**Aim of the task**
Using the data below, repeat all of it precisely.

#####

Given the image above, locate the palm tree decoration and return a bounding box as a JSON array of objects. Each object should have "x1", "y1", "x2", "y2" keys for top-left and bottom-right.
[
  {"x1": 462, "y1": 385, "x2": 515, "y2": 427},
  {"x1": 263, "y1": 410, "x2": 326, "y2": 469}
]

#####

**Solution to the problem**
Given the image above, locate the palm tree decoration and return a bounding box as a JSON array of objects. Each object should have "x1", "y1", "x2", "y2" keys for top-left and bottom-right.
[
  {"x1": 462, "y1": 385, "x2": 515, "y2": 427},
  {"x1": 263, "y1": 410, "x2": 326, "y2": 469}
]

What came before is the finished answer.